### MATERIAL
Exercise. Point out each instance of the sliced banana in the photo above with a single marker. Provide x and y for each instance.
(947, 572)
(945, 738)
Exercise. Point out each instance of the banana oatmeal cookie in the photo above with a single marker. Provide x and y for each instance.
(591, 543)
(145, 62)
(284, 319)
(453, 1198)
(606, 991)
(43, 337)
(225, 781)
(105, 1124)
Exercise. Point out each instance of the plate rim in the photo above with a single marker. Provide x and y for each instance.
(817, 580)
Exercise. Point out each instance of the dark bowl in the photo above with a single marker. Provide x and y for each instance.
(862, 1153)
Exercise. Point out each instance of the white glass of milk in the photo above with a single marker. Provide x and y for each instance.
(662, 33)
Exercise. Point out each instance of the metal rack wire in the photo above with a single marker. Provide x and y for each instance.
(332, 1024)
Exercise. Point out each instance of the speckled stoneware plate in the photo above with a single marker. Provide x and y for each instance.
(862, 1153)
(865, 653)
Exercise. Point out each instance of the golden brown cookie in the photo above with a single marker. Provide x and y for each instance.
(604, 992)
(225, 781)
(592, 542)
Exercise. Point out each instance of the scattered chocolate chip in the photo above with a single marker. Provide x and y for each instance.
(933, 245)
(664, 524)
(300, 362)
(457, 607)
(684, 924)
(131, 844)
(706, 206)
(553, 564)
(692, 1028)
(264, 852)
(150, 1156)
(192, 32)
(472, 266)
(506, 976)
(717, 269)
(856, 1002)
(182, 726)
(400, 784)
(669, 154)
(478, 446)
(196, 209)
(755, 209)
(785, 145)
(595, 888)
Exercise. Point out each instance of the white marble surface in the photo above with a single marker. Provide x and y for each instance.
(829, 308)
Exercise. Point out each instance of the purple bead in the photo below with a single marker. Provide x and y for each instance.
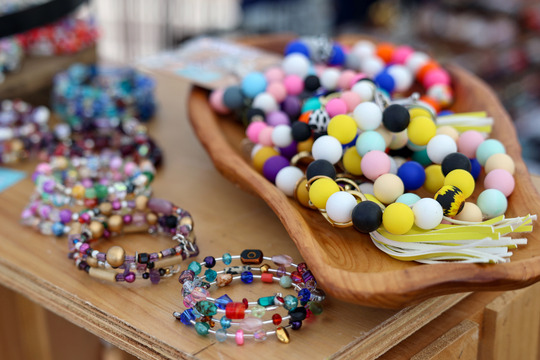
(160, 206)
(273, 165)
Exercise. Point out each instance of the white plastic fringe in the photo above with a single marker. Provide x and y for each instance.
(462, 241)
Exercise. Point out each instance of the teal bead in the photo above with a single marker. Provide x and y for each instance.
(195, 267)
(210, 275)
(227, 258)
(291, 302)
(285, 282)
(202, 328)
(225, 322)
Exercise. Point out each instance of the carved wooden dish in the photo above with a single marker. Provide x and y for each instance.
(345, 262)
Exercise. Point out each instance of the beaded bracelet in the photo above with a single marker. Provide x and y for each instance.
(202, 307)
(152, 215)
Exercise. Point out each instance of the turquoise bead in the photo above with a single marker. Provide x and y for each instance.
(195, 267)
(202, 328)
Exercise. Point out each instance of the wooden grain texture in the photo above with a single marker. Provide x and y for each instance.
(346, 262)
(459, 343)
(138, 317)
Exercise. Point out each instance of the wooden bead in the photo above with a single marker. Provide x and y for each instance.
(115, 223)
(140, 202)
(115, 256)
(97, 229)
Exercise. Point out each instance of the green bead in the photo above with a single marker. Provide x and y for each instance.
(285, 282)
(202, 328)
(258, 311)
(266, 301)
(195, 267)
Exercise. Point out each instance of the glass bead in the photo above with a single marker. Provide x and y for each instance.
(210, 275)
(290, 303)
(285, 282)
(221, 335)
(225, 322)
(246, 277)
(227, 258)
(195, 267)
(202, 328)
(258, 311)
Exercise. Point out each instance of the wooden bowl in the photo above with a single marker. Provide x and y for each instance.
(345, 262)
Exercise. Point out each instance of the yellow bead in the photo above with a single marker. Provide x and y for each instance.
(78, 192)
(343, 128)
(262, 155)
(398, 218)
(351, 161)
(434, 178)
(421, 129)
(461, 179)
(320, 191)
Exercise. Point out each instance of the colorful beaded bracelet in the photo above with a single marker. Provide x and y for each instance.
(156, 216)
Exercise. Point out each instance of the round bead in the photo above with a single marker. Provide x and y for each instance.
(327, 148)
(343, 128)
(501, 180)
(387, 188)
(428, 213)
(320, 191)
(367, 216)
(488, 148)
(492, 202)
(339, 206)
(398, 218)
(451, 199)
(374, 164)
(439, 147)
(462, 179)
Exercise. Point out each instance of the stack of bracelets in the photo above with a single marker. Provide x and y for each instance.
(304, 112)
(201, 308)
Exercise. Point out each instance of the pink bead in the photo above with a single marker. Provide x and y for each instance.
(336, 107)
(293, 84)
(401, 53)
(253, 130)
(352, 100)
(436, 76)
(501, 180)
(277, 90)
(274, 74)
(265, 136)
(374, 164)
(344, 81)
(469, 141)
(216, 101)
(239, 337)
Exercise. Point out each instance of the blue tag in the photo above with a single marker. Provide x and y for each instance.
(10, 177)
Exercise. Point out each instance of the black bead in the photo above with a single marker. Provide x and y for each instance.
(366, 216)
(300, 131)
(320, 168)
(396, 118)
(455, 161)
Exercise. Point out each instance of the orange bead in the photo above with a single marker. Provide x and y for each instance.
(385, 51)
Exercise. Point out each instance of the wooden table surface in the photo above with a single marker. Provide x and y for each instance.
(138, 317)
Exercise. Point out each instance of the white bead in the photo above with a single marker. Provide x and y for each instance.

### OBJECTIVE
Write out, word for word, every line from the one containing "Exercise. Point out each instance of the colorful" through the last line of the records above.

### REPLY TO THE TASK
Exercise. Point out each instance of the colorful beaded bracelet in the photo above with a single marker. Provide x and y for each instance.
(156, 216)
Exercise. Point out each instance of the round bead in the photo above with a single marker. Provide x and y for each instance.
(327, 148)
(343, 128)
(501, 180)
(387, 188)
(428, 213)
(320, 191)
(367, 216)
(488, 148)
(492, 202)
(339, 206)
(398, 218)
(451, 199)
(374, 164)
(439, 147)
(462, 179)
Exercise. Point out each instance of the stack of bracelets in the photo above with a single marker. Provide x and y for each instance.
(304, 112)
(201, 308)
Exercise. Point out each instance of the pink bead in the photo above with a single marker. Provide x and y for each instance.
(336, 107)
(293, 84)
(401, 53)
(253, 130)
(352, 100)
(436, 76)
(501, 180)
(277, 90)
(274, 74)
(265, 136)
(374, 164)
(344, 81)
(469, 141)
(216, 101)
(239, 337)
Exercise. Point out each instance of the blue tag in the photo above with a single marker. Provide x and y for each instance.
(10, 177)
Exercise. Point out each instance of the black bead in the photo above with a single marker. Provide x and y for each instance.
(366, 216)
(300, 131)
(320, 168)
(396, 118)
(455, 161)
Exercise. Point out each instance of the orange bead in the photo above with a single marker. Provide x and y for each instance.
(385, 51)
Exercise. Point out each instance of the wooden table surface in the photo above with a single marker. Provide x and y for each instance.
(138, 317)
Exercise. Point out each instance of the white bead in the photo above with a single marker. Provide x and y for each instance.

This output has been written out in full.